Une commande pour Catherine de Médicis ?
Cette série de plaques explore les thèmes de l’abandon et de la solitude amoureuse, en résonance avec la propre vie de Catherine, veuve inconsolable d’Henri II. Les plaques des Héroïdes décoraient probablement les lambris du « cabinet des émaux » de sa résidence parisienne, aménagée à partir de 1570 sous la direction de l’architecte Jean Bullant (aujourd’hui à l’emplacement de la Bourse du Commerce et dont seule la colonne « Médicis » a été préservée).
Les Héroïdes d’Ovide, Achille et Léandre
Dans les Héroïdes, Ovide adopte une approche épistolaire inédite pour l’époque, présentant une série de lettres fictives écrites par des figures féminines mythologiques ou historiques, souvent confrontées à l’absence ou à l’indifférence de l’être aimé. Véritable innovation poétique, cette œuvre a connu un succès grandissant, influençant aussi bien la littérature que l’art en Europe à la fin du Moyen Âge et à la Renaissance. Avec la montée de l’Humanisme, ce texte connaît une diffusion exceptionnelle, dépassant même en nombre d’éditions les célèbres Métamorphoses du même auteur. L’ensemble de plaques réalisé par Limosin autour de 1564 traduit cet engouement pour le texte d’Ovide parmi les cercles érudits de la Renaissance et l’esprit humaniste du siècle, qui valorise la dimension universelle des sentiments humains.

◆ ◆ ◆

## [Consigne]
Recopiez fidèlement, dans le texte sur les plaques des Héroïdes, le passage allant de « Cette série de » jusqu'à « a été préservée). ».

## [Extraits de données]
◆ ◆ ◆

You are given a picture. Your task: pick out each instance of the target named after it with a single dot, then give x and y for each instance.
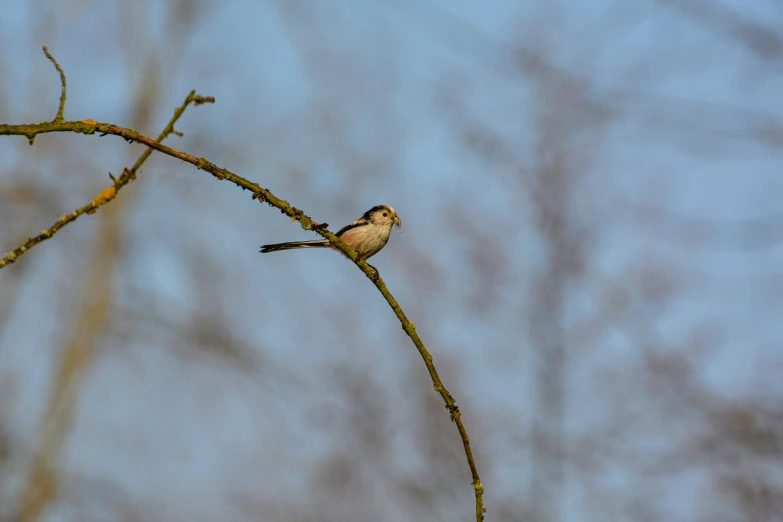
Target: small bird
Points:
(367, 235)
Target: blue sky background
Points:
(227, 385)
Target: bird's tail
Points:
(316, 243)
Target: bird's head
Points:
(383, 215)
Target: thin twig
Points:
(108, 193)
(61, 109)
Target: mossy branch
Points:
(263, 195)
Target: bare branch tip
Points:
(61, 108)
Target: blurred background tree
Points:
(592, 251)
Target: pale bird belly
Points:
(366, 242)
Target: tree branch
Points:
(263, 195)
(108, 193)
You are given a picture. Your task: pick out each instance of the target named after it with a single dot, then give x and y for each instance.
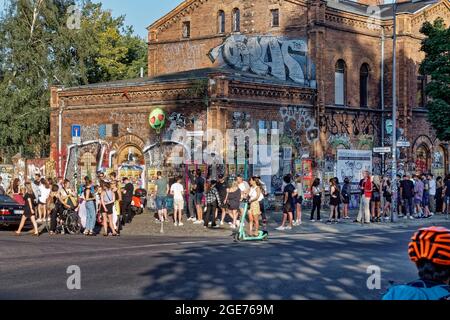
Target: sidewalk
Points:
(145, 225)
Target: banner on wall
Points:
(352, 163)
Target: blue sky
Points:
(139, 13)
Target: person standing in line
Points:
(346, 192)
(426, 197)
(317, 192)
(407, 196)
(2, 189)
(376, 199)
(233, 201)
(446, 193)
(387, 195)
(245, 189)
(44, 192)
(255, 197)
(261, 203)
(288, 204)
(334, 201)
(338, 207)
(91, 212)
(212, 202)
(29, 212)
(177, 191)
(418, 196)
(127, 198)
(222, 189)
(199, 193)
(439, 198)
(107, 204)
(162, 190)
(366, 189)
(432, 192)
(298, 200)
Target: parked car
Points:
(10, 212)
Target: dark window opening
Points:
(186, 29)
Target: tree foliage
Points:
(436, 64)
(38, 50)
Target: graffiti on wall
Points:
(299, 122)
(279, 57)
(356, 124)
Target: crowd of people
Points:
(106, 202)
(215, 202)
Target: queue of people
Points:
(107, 203)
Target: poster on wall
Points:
(352, 163)
(7, 174)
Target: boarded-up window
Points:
(221, 21)
(236, 20)
(339, 83)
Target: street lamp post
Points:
(394, 115)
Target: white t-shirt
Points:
(244, 186)
(432, 184)
(177, 190)
(44, 193)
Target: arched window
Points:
(236, 20)
(221, 21)
(339, 83)
(364, 85)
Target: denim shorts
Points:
(198, 198)
(161, 203)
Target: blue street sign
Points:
(76, 131)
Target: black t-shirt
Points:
(128, 195)
(32, 198)
(447, 185)
(361, 186)
(222, 190)
(290, 190)
(407, 187)
(200, 183)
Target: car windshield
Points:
(6, 199)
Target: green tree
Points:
(436, 64)
(38, 49)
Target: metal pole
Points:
(394, 115)
(383, 128)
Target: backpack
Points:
(418, 290)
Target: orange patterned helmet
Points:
(431, 244)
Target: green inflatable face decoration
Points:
(157, 119)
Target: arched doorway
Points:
(422, 159)
(439, 161)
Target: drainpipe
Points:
(60, 138)
(382, 98)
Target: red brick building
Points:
(319, 72)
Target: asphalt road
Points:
(300, 266)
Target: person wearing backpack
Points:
(430, 251)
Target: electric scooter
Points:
(241, 235)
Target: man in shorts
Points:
(162, 189)
(177, 191)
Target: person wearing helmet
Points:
(430, 251)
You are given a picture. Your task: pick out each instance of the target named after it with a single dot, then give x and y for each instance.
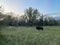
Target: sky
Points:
(44, 6)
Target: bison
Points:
(39, 28)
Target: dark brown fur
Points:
(39, 28)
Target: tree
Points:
(31, 15)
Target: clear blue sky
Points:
(44, 6)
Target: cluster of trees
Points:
(31, 17)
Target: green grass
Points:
(30, 36)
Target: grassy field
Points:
(30, 36)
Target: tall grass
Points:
(30, 36)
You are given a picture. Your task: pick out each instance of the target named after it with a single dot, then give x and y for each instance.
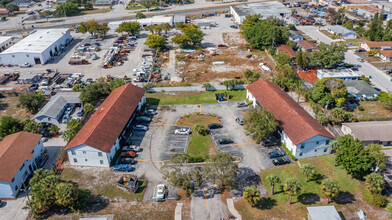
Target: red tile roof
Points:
(307, 45)
(294, 121)
(106, 124)
(309, 75)
(15, 149)
(287, 49)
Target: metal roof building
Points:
(37, 48)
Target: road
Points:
(379, 78)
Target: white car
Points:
(140, 128)
(161, 191)
(182, 131)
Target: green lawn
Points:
(178, 98)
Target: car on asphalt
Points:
(214, 126)
(242, 104)
(123, 168)
(239, 120)
(128, 154)
(275, 154)
(280, 161)
(140, 128)
(161, 191)
(223, 141)
(135, 148)
(126, 160)
(182, 131)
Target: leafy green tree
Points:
(221, 169)
(9, 125)
(259, 123)
(148, 3)
(206, 85)
(31, 101)
(273, 180)
(72, 128)
(88, 6)
(374, 183)
(292, 187)
(252, 195)
(330, 188)
(68, 9)
(132, 27)
(140, 15)
(88, 108)
(30, 125)
(155, 41)
(308, 170)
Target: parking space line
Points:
(246, 143)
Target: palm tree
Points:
(375, 183)
(330, 189)
(272, 180)
(292, 187)
(307, 170)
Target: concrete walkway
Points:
(232, 210)
(192, 88)
(178, 211)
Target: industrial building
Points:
(37, 48)
(265, 9)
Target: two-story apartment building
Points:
(19, 153)
(99, 139)
(301, 133)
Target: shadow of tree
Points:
(344, 198)
(308, 198)
(266, 203)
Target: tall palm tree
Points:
(272, 180)
(307, 170)
(330, 189)
(375, 183)
(292, 187)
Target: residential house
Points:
(370, 45)
(307, 46)
(342, 31)
(53, 111)
(322, 213)
(344, 74)
(286, 49)
(359, 89)
(100, 138)
(300, 133)
(295, 36)
(19, 153)
(370, 132)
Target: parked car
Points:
(225, 141)
(239, 120)
(135, 148)
(275, 154)
(214, 126)
(182, 131)
(123, 168)
(126, 160)
(128, 154)
(161, 191)
(242, 104)
(140, 128)
(280, 161)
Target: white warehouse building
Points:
(37, 48)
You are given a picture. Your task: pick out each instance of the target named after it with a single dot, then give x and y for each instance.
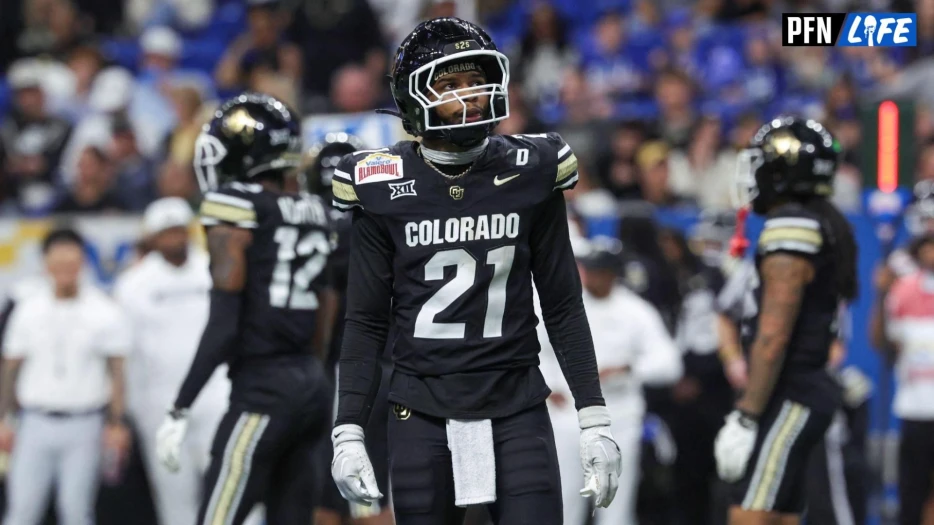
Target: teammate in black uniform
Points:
(332, 508)
(806, 262)
(447, 235)
(268, 251)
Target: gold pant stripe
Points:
(238, 456)
(773, 457)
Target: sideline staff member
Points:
(63, 355)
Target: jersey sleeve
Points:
(230, 206)
(566, 175)
(791, 229)
(342, 185)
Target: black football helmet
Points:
(321, 160)
(437, 47)
(249, 135)
(788, 158)
(710, 237)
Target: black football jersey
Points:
(286, 264)
(793, 229)
(463, 253)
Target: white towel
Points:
(473, 459)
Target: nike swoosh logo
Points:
(499, 182)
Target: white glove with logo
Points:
(600, 456)
(169, 439)
(734, 445)
(351, 468)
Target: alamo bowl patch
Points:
(378, 167)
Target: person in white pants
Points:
(633, 348)
(165, 296)
(63, 349)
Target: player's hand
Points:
(734, 445)
(600, 456)
(169, 439)
(351, 468)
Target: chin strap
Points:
(389, 112)
(739, 243)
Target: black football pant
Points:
(528, 485)
(264, 449)
(915, 469)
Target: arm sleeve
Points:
(559, 288)
(117, 336)
(366, 328)
(658, 361)
(16, 334)
(228, 207)
(218, 335)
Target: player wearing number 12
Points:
(447, 237)
(269, 252)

◆ ◆ ◆

## [Réponse ci-dessous]
Cette série de plaques explore les thèmes de l’abandon et de la solitude amoureuse, en résonance avec la propre vie de Catherine, veuve inconsolable d’Henri II. Les plaques des Héroïdes décoraient probablement les lambris du « cabinet des émaux » de sa résidence parisienne, aménagée à partir de 1570 sous la direction de l’architecte Jean Bullant (aujourd’hui à l’emplacement de la Bourse du Commerce et dont seule la colonne « Médicis » a été préservée).